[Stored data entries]
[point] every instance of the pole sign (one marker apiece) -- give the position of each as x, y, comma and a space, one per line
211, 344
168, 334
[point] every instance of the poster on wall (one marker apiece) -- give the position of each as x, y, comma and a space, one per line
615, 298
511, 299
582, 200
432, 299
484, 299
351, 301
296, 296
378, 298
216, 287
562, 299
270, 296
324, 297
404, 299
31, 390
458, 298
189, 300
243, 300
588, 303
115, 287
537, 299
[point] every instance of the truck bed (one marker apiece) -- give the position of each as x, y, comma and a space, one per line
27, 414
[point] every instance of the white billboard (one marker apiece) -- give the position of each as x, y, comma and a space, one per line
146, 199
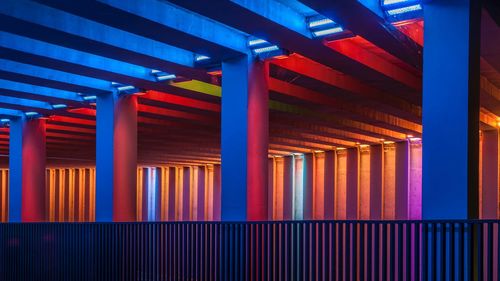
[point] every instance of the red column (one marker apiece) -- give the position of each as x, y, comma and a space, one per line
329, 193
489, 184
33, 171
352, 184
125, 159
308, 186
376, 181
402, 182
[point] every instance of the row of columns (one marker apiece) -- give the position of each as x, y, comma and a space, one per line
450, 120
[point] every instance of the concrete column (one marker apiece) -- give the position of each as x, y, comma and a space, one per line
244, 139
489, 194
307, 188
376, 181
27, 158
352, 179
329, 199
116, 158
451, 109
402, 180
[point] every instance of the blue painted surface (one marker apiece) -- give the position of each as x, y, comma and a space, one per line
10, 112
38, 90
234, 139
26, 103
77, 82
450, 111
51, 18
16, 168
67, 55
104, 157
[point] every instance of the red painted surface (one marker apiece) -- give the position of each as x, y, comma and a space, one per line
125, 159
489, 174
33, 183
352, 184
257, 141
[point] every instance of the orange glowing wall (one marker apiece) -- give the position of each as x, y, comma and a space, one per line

> **WORK REQUEST**
In the records above, find the line containing "[point] every instance of the poster" and restate it and every line after it word for word, all pictures excluded.

> **SOLUTION TO THIS PROBLEM**
[point] every instance of the poster on wall (one marker apiece) -- give the position of each as x, y, comma and a space, one per line
615, 298
511, 299
582, 200
432, 299
484, 299
351, 301
296, 296
378, 298
216, 287
562, 299
270, 296
324, 297
404, 299
31, 390
458, 298
189, 300
243, 300
588, 303
115, 287
537, 299
[point] every instance of the truck bed (one marker apiece) -- give the position of each as x, y, comma and a space, one per line
27, 414
[point] every instance of the white billboard (one marker apiece) -- give the position of each as x, y, comma and a space, one per line
146, 199
[point] every instance of the red column (one marker apiece) -- give the position of each as x, y, comma and a space, one per line
329, 193
489, 184
33, 171
352, 184
125, 159
308, 186
376, 181
402, 182
[point] every instance of the row of columns (one marker apiece) -- give the position of each as x, y, comma and a space, one per line
450, 120
[point] every instance of the concrete column (one marker apiece) -- give the position of each as x, y, comma and a space, one per line
244, 139
489, 194
307, 188
376, 181
27, 158
352, 179
329, 199
116, 158
451, 109
402, 180
[point] every instance of the blue painted surface (one marker apiece) -- give the position of each as x, y, comma and a space, one per line
10, 112
38, 90
234, 139
26, 103
77, 82
450, 111
51, 18
16, 168
67, 55
104, 157
[point] every instance of the red painted surface (one marker apiece) -- give the position of each as x, y, comma and a space, one per line
125, 159
489, 174
33, 183
352, 184
257, 141
[point] every instance of the orange glowing wall (one marker apiece) -- give the position of each as x, y, comma and a space, one per line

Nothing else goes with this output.